TASK PROMPT - Without including any pictures, give back all of the data exactly.

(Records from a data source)
==============================
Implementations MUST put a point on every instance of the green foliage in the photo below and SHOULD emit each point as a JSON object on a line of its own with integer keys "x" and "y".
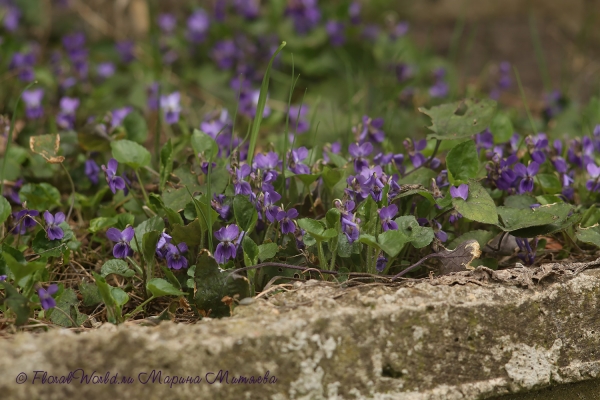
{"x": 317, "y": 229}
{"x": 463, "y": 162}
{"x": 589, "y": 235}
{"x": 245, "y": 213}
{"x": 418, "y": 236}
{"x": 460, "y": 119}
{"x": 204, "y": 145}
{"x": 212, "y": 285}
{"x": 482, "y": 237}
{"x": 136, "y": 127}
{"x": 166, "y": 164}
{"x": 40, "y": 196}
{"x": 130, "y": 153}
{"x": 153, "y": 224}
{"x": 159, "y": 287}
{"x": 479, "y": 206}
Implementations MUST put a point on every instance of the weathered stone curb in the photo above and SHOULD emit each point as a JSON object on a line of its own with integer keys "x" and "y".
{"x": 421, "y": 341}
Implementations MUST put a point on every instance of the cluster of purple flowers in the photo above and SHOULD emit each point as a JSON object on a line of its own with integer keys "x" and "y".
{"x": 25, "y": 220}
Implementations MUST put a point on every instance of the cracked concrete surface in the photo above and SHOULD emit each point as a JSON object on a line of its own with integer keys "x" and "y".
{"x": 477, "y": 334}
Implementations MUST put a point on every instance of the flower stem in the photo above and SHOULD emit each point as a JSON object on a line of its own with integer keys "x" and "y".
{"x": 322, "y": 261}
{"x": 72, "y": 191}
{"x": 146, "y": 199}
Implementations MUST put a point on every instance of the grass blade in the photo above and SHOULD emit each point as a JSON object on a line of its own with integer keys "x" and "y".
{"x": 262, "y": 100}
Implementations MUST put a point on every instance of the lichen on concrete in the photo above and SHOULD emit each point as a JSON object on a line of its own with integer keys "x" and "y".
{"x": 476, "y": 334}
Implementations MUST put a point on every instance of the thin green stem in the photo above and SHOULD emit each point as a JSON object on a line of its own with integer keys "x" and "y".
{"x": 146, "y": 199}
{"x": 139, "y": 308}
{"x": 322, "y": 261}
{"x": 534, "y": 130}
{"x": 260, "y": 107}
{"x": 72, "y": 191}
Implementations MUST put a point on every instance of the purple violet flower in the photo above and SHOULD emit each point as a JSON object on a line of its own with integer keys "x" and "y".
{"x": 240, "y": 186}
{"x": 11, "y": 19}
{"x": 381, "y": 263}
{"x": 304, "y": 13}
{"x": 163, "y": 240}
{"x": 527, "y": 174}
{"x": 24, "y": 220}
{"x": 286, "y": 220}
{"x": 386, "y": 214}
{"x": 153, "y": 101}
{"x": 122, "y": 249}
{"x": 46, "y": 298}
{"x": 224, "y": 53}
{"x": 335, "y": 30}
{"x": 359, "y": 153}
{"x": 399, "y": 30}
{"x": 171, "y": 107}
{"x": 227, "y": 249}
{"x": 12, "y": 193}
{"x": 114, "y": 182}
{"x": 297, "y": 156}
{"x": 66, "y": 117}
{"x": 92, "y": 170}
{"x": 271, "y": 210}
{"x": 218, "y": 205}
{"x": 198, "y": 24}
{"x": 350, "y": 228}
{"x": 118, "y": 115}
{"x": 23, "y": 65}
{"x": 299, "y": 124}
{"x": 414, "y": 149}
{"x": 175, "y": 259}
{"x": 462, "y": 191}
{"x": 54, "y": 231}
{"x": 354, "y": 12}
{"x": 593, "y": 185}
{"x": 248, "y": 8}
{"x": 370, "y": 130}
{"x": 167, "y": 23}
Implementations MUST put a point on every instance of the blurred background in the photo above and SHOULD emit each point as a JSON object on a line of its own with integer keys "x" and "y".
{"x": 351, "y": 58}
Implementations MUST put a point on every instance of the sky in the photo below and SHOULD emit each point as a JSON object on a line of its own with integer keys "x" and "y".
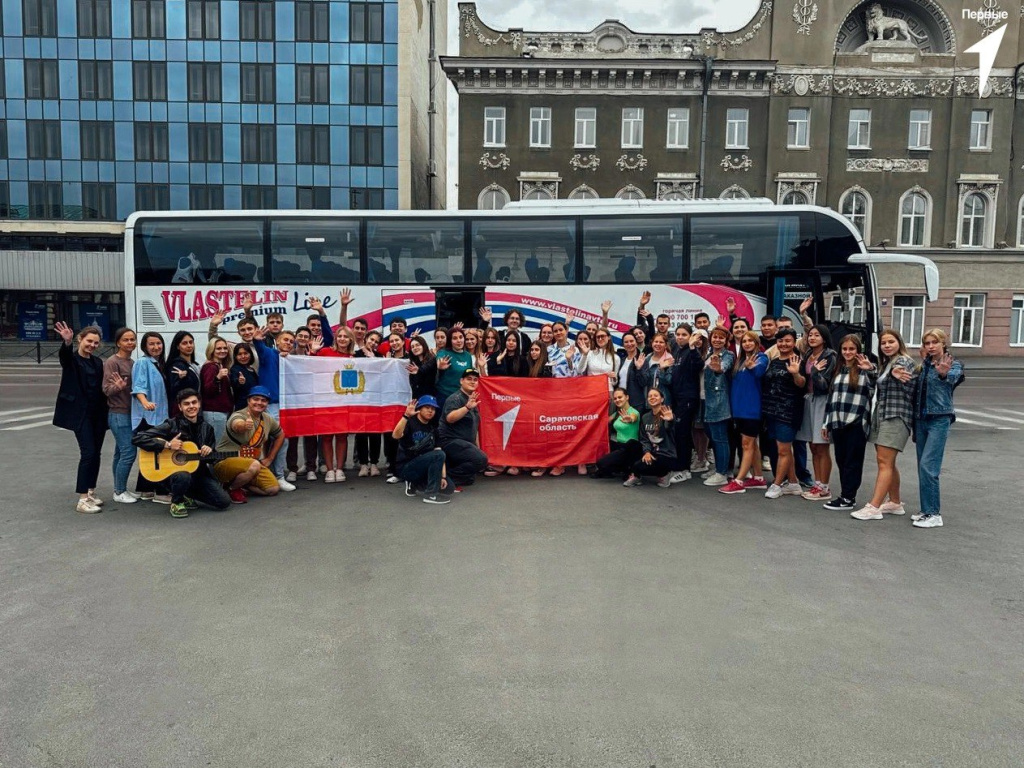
==============================
RESULT OF THE EXERCISE -
Implementations MUST put a point on every instance of the green foliage in the photo below and SHOULD emit each point as a JSON object on a line of its own with integer keys "x" and "y".
{"x": 317, "y": 229}
{"x": 463, "y": 162}
{"x": 589, "y": 235}
{"x": 245, "y": 213}
{"x": 418, "y": 236}
{"x": 460, "y": 119}
{"x": 204, "y": 145}
{"x": 212, "y": 285}
{"x": 482, "y": 237}
{"x": 136, "y": 127}
{"x": 166, "y": 164}
{"x": 40, "y": 196}
{"x": 130, "y": 153}
{"x": 153, "y": 224}
{"x": 159, "y": 287}
{"x": 479, "y": 206}
Implementations MUST put a point on every instance of the weathered stone curb in the photo above and SHOULD emit each point as a JSON object on a line of its own with integer keys "x" and "y".
{"x": 421, "y": 341}
Implementations MUST put a point on every instance of the cluster of purple flowers in the photo above and SHOULD emit each point as a JSON object on a line of its own with integer keys "x" and "y".
{"x": 25, "y": 220}
Implementations MUST put a point on every instance of the cracked concrete surface in the photo above and SHOULD emit each point as a JSON object on a line of its own with integer keys "x" and "y".
{"x": 477, "y": 334}
Implementations MUST put a point on every instance of the flower stem in the photo above and SHOULD emit each point as a JSON object on a line of its own with integer keys "x" and "y".
{"x": 322, "y": 261}
{"x": 72, "y": 191}
{"x": 146, "y": 199}
Implementations MUST put a point on every instance of the grass blade in the photo above and SHOULD emit each point as a JSON object on a line of its own with integer keys "x" and "y".
{"x": 262, "y": 100}
Implementations MUST put a point on every instance of the lichen on concrete in the photo above and SHOULD emit each point as a JSON object on a line of its own with integer keys "x" and "y".
{"x": 476, "y": 334}
Implementations MUST put a point on every instance of the thin green stem in the photo above and SHOULD emit each point as a JSON object on a line of its own with integer keys "x" and "y".
{"x": 146, "y": 199}
{"x": 139, "y": 308}
{"x": 322, "y": 261}
{"x": 534, "y": 130}
{"x": 260, "y": 107}
{"x": 72, "y": 191}
Implementations MUST put a point on every instance of the purple violet flower in the photo above and SHOULD emit each point as a JSON object on a line of its own with integer keys "x" and "y".
{"x": 240, "y": 186}
{"x": 11, "y": 19}
{"x": 381, "y": 263}
{"x": 304, "y": 13}
{"x": 163, "y": 240}
{"x": 527, "y": 174}
{"x": 24, "y": 220}
{"x": 286, "y": 220}
{"x": 386, "y": 214}
{"x": 153, "y": 101}
{"x": 122, "y": 249}
{"x": 46, "y": 298}
{"x": 224, "y": 53}
{"x": 335, "y": 30}
{"x": 359, "y": 153}
{"x": 399, "y": 30}
{"x": 171, "y": 107}
{"x": 227, "y": 249}
{"x": 12, "y": 193}
{"x": 114, "y": 182}
{"x": 297, "y": 156}
{"x": 66, "y": 117}
{"x": 92, "y": 170}
{"x": 271, "y": 210}
{"x": 218, "y": 205}
{"x": 198, "y": 24}
{"x": 350, "y": 228}
{"x": 118, "y": 115}
{"x": 23, "y": 65}
{"x": 299, "y": 124}
{"x": 414, "y": 149}
{"x": 175, "y": 259}
{"x": 462, "y": 191}
{"x": 54, "y": 231}
{"x": 354, "y": 12}
{"x": 593, "y": 185}
{"x": 248, "y": 8}
{"x": 370, "y": 130}
{"x": 167, "y": 23}
Implementations MUST put a point on every instance of the blurred background in the photo above and SHOULD emit each point as a JSON object on a line of its own with integer keys "x" and "y".
{"x": 351, "y": 58}
Implementations MUST put a point on every instance of the sky in the photo below and SHOULD emit each point as a JSON object on a line of its own with integer keys "x" and "y".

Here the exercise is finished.